§ Document text
=== Section Start ===

Aug. 25th, 2006

There are few benefits to my job other than the satisfaction of a job well done, feeling superior when someone has to be told what an ombudsman is (I get to spell it out!), and occasionally, there is food in the office. With The Great Birthday Committee Derailing, in which all our projects were scrapped, we all took a passive-aggressive approach to birthdays that, I'm sure, are making them wonder at my effectiveness as a leader of partygoers.

I have to admit, I get a kind of sick and wrong satisfaction in this.

However, an event two days ago brightened my life a great deal--now I not only wield the non-existent authority of my job, but I can trick other people into believing I am All Powerful.

It started with a client, who needed assistance, since someone with far less brains than the average root vegetable told her that her Medicaid was canceled. Technically, it had been, so another form of Medicaid could take it's place. So she had medicaid for her disabled daughter who needed twenty-four hour care. Somehow--and I have no idea how--the vegetable person told her that a.) her medicaid no longer existed, b.) didn't tell her that the child had only been moved to another Medicaid case and c.) to please leave her alone.

Clt states, I will get you on three way to speak to this person. I leaned back in my chair, Sheppard-like, accessed my inner Rodney (you can tell tonight is OMG SGA OMG YAY! episode), and drawled--and yo, some of you have heard me drawling--"Sure thing."

First, the client unsuccessfully tried to navigate the rocky roads of regional office, with a lot of people with no clear idea why they exist. she asked and asked and people started being annoying, so, still slumping (and smirking, cause omg, so much fun) I broke in on the conversation.

"This is Jenn X of Agency, blah blah blah explanation, may I please speak to Vegetable Person?" It was *astonishing* how fast I got someone to help. Well, four someones, one after the other. Gah.

I feel very powerful and possibly entering the dark side. I really don't care.

In closing.

I'm bored. All the universe is annoying me, except for the people who bear chocolate, who make me happy. And OMG SGA ON TONIGHT MUST BRING PAPER BAG AND NOT HYPERVENTILATE.

I've decided embracing my inner fangirl nut is so much less exhausting than fighting it off any longer.
Friday, August 25th, 2006 08:11 pm

lovecraft

Okay, now I'm worried--I'm too excited. I am staring at the clock, counting down the minutes, and that's just weird. Even for me. SGA, SGA, SGA, SGA....

So, random recs now that I've had a brownie and burned off some times.

H.P. Lovecraft, works of - to send me into a slow ecstatic fit, mention The Elder Gods and grey dust. Seriously. He's a hard hit-or-miss, the first writer who I could alternately fall into the story or stare blankly and think, my God, Lovecraft old man, tell me you didn't write this. I think three quarters of it was when he stayed in sideways implication--I am perfectly capable of scaring myself to death with minimal assistance. It's when he went for the big reveal of the monster that everything would fall apart.

=== Section End ===

§ Tasks for this exercise
1. List every benefit of the writer's job that the journal entries name.
2. Write a continuation of the journal entry on Lovecraft, beginning after its last sentence.
The records have nothing to do with the journal entries.

§ Source information
=== Section Start ===

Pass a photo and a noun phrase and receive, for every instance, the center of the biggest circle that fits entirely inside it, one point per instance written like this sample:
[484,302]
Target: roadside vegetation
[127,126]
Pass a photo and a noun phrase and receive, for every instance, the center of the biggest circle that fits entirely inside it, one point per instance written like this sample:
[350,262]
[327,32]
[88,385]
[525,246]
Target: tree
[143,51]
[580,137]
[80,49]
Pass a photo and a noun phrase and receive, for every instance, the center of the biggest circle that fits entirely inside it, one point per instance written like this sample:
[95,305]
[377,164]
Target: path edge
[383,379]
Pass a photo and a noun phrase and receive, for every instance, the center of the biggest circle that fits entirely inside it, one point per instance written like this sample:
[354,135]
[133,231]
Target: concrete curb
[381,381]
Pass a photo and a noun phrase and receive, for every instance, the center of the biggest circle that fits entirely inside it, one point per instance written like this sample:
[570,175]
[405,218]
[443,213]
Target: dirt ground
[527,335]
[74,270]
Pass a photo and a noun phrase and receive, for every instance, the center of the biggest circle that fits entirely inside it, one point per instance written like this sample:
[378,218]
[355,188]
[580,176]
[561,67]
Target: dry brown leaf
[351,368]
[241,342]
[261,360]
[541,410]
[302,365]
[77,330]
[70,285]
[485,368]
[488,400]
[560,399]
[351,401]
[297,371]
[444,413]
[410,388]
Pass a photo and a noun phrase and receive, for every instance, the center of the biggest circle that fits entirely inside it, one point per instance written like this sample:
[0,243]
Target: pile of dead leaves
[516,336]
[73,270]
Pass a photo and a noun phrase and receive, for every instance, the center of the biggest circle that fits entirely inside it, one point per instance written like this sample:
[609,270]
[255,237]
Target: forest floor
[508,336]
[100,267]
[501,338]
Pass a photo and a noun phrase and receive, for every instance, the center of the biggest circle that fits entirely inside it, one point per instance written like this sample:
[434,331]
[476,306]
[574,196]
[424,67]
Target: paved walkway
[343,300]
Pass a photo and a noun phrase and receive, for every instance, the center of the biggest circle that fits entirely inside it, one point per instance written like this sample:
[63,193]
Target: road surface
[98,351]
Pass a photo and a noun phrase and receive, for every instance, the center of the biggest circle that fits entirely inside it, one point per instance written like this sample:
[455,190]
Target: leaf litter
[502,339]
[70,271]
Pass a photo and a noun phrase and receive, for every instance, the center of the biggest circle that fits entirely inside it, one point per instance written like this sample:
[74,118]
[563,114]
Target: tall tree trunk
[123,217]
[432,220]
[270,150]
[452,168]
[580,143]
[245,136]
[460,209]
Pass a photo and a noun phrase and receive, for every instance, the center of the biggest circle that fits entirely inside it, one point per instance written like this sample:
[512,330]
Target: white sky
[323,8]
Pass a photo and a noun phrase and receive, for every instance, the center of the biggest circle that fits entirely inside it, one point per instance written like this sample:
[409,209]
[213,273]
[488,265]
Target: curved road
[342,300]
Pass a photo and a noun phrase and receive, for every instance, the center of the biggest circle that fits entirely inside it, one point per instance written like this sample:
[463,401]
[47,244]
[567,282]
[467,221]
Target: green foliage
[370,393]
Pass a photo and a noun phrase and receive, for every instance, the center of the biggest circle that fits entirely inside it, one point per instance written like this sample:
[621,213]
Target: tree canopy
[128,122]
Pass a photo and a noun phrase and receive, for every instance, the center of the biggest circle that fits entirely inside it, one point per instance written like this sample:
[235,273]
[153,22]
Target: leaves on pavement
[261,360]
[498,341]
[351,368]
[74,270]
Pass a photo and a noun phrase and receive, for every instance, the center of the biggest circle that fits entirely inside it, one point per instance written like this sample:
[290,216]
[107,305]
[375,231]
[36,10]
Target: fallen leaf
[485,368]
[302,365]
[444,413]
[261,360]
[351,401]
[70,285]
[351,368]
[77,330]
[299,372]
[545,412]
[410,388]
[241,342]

=== Section End ===
=== Section Start ===

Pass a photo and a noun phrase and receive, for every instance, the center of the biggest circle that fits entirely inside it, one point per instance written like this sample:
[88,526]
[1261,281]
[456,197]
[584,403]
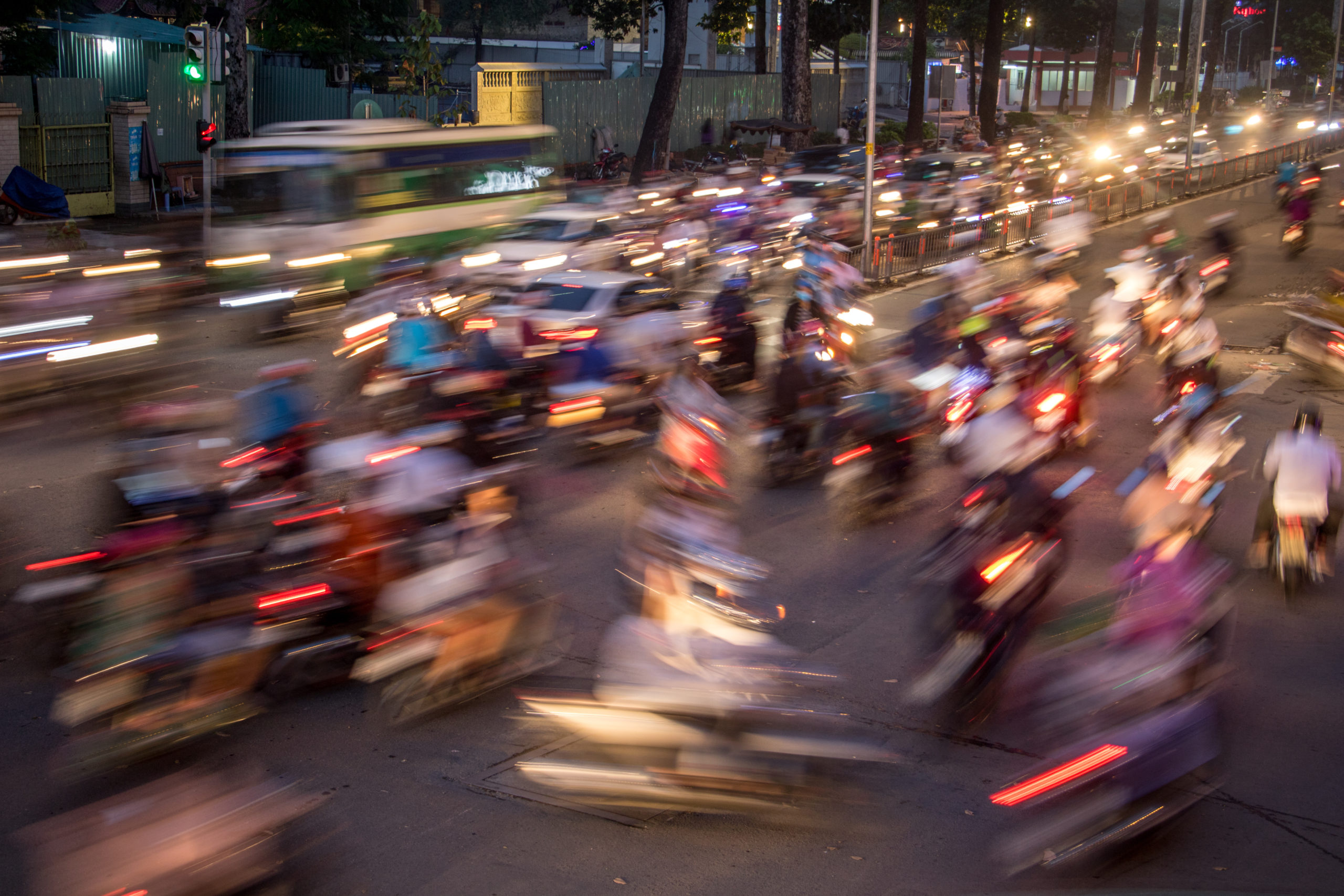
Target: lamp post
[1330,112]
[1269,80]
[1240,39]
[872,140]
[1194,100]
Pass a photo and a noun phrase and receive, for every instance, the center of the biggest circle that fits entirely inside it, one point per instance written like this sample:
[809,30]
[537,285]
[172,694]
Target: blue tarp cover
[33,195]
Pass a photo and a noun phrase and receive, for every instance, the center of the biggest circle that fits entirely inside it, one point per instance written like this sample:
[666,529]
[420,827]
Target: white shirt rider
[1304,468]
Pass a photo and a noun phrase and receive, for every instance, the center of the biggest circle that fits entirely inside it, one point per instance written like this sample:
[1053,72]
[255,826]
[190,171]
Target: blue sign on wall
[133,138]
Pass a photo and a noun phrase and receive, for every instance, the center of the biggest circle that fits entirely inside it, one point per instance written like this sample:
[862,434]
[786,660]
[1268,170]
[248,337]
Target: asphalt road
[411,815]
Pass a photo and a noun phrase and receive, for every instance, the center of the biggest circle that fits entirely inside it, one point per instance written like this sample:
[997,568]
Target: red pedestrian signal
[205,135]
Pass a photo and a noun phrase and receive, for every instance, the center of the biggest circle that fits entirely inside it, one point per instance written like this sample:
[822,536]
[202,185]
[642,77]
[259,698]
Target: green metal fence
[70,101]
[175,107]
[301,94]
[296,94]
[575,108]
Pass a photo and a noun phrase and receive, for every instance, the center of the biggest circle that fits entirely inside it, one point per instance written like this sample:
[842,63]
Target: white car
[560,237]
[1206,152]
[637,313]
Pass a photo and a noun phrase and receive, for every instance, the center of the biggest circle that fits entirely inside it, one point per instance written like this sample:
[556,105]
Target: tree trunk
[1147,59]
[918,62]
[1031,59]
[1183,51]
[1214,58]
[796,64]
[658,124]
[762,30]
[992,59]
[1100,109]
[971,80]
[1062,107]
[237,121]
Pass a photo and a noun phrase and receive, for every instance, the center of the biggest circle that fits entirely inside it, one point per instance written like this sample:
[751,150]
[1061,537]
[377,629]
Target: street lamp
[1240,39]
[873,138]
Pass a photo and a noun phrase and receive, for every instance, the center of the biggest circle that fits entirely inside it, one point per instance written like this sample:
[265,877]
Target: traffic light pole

=== Section End ===

§ List of answers
1.
- The satisfaction of a job well done
- Feeling superior when someone has to be told what an ombudsman is
- Occasionally, food in the office

2.
Hmm. I think what I like about him best is the fact that he's so pervasive in modern horror. The first time I read him I was in my very early twenties and it was like coming home, all those half-understood themes from horror all seemingly originating here. He also presents such a complete universe, all bound up in these stories, all the old gods peering out from just beyond our senses, wanting back in. Even the non-scary ones added to that, and I think that may be the reason I like him so much--he lived here, it existed intensely and vividly for him, and his stories are postcards from there, like quick letters to tell what's over there, very real, even at the most ridiculous. It makes me wonder if he really was always there, that his head was that rich with this, filled with this.

The Colour Out of Space is still a favorite, and I really try never to re-read it, even though I want to. The idea behind it just absolutely scared me to death, and I'm pretty sure too much re-reading would strip away its power. Same with Pickman's Model, which really works best after reading two or three Lovecraft stories and getting in the mood, then reading it. The Rats in the Walls - that massive dark history lingering in it, behind it, giving it substance. The Outsider - not really scary, but *interesting*. The Thing in the Doorstep - heh. Oh come on. The idea alone is cool, and the result is damned creepy. The Vault - should totally be (and probably was) an episode of The Twilight Zone. The weight of history is in so many of this--before computers and cars and buggies and domestication, before roads and before rationality, before iron and before civilization, there was this place where these things lived and took what they wished from us, and there was no where to run and no concept that we could. And we got away, mostly, and forgot when we used to hide.

Oh yeah. I'm doing a submergence this weekend.

Really enjoy him.
Oh hell yes.

Paper bag paper bag *can't breathe* Christ yes.

Brief, hysterical spoilers.

oooh yeah )

So. Was it good for you?
Um, yeah. This is squee. This is the pure, uncut stuff.